— Start Records —

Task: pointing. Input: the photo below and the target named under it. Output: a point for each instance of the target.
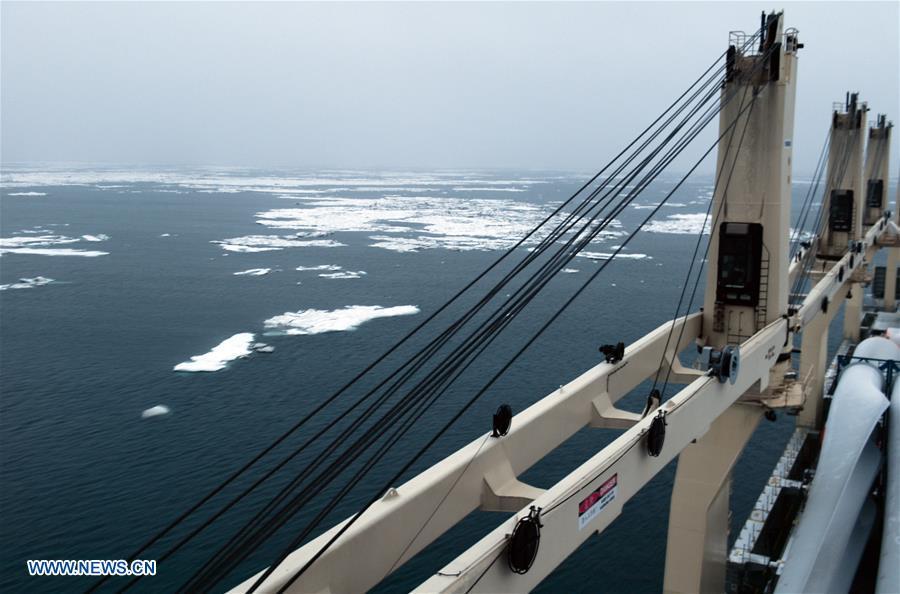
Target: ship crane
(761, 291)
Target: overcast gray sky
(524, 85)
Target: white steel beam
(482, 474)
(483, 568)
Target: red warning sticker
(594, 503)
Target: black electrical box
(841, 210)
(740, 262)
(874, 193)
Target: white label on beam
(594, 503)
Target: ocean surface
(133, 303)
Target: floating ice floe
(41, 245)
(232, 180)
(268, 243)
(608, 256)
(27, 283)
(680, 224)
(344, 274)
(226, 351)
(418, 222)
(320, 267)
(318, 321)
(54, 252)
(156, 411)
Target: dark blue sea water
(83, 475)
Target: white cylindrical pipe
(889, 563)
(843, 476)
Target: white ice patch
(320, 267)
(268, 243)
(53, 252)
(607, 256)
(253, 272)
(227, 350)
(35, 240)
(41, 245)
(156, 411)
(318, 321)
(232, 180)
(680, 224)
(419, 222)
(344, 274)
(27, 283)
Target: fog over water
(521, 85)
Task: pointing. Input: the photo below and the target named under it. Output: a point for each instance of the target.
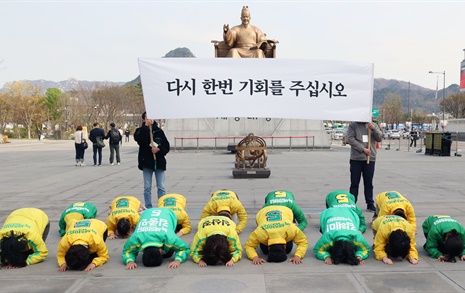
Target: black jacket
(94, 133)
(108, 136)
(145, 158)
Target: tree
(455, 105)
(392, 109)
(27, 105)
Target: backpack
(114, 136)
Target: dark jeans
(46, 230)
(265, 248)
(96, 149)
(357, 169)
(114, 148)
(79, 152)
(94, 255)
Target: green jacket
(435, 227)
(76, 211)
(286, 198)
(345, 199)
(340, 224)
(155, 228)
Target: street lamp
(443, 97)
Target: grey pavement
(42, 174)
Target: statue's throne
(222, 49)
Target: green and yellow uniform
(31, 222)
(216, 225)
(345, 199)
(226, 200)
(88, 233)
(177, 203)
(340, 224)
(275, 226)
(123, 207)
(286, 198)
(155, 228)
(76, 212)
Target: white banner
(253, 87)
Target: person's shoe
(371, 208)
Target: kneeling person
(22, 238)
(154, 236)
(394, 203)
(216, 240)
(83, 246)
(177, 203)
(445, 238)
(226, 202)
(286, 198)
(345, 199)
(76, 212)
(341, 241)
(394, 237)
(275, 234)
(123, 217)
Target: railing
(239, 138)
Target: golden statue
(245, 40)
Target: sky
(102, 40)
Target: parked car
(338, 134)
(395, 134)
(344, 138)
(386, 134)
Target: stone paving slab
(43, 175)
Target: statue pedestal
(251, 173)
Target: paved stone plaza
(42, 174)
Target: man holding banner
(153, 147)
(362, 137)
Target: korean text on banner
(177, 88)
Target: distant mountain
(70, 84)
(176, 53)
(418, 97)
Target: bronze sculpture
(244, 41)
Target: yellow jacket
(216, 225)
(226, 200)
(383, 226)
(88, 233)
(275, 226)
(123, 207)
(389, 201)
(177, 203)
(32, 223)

— End Records —

Directive »
Write out every one of the entries above word for word, with the pictures left out.

Written response »
Task: pointing. Input: the photo below and the target named under it. Output: a point for each instance of the target.
Target: ship crane
(761, 291)
Target: overcast gray sky
(524, 85)
Target: white steel beam
(482, 474)
(483, 568)
Target: red warning sticker
(594, 503)
Target: black electrical box
(841, 210)
(740, 262)
(874, 193)
Target: white label on beam
(594, 503)
Target: ocean surface
(133, 303)
Target: floating ice floe
(41, 245)
(232, 180)
(268, 243)
(608, 256)
(27, 283)
(680, 224)
(344, 274)
(226, 351)
(418, 222)
(320, 267)
(318, 321)
(54, 252)
(156, 411)
Target: dark blue sea water
(83, 475)
Target: white cylindrical pipe
(889, 563)
(843, 476)
Target: white ice patch
(320, 267)
(268, 243)
(53, 252)
(607, 256)
(253, 272)
(227, 350)
(35, 240)
(41, 245)
(156, 411)
(318, 321)
(232, 180)
(680, 224)
(419, 222)
(344, 274)
(27, 283)
Target: fog over water
(521, 85)
Task: pointing. Input: the photo below and the target named under it. Output: a point for each instance of the target.
Target: black jacket
(94, 133)
(108, 136)
(145, 158)
Target: tree
(455, 105)
(392, 109)
(27, 105)
Target: backpack
(114, 136)
Target: dark jeans
(46, 230)
(265, 248)
(96, 149)
(357, 169)
(114, 148)
(79, 152)
(94, 255)
Target: green jacket
(435, 227)
(76, 211)
(286, 198)
(345, 199)
(340, 224)
(155, 228)
Target: street lamp
(443, 97)
Target: grey pavement
(42, 174)
Target: statue's throne
(222, 49)
Target: green and yellow uniform
(31, 222)
(216, 225)
(345, 199)
(226, 200)
(88, 233)
(177, 203)
(340, 224)
(275, 226)
(123, 207)
(286, 198)
(155, 228)
(76, 212)
Target: white banner
(253, 87)
Target: person's shoe
(371, 208)
Target: kneeling person
(22, 238)
(154, 236)
(394, 203)
(216, 240)
(83, 246)
(177, 203)
(445, 238)
(226, 202)
(286, 198)
(345, 199)
(76, 212)
(341, 241)
(394, 237)
(275, 234)
(123, 217)
Target: railing
(239, 138)
Target: golden statue
(245, 40)
Target: sky
(102, 40)
Target: parked car
(338, 134)
(395, 134)
(344, 138)
(386, 134)
Target: stone paving slab
(43, 175)
Target: statue pedestal
(251, 173)
Target: paved stone plaza
(42, 174)
Target: man holding banner
(153, 147)
(362, 137)
Target: korean text on banner
(177, 88)
Target: distant mountain
(70, 84)
(176, 53)
(418, 97)
Target: bronze sculpture
(244, 41)
Target: yellow jacket
(216, 225)
(226, 200)
(383, 226)
(88, 233)
(275, 226)
(123, 207)
(389, 201)
(177, 203)
(32, 223)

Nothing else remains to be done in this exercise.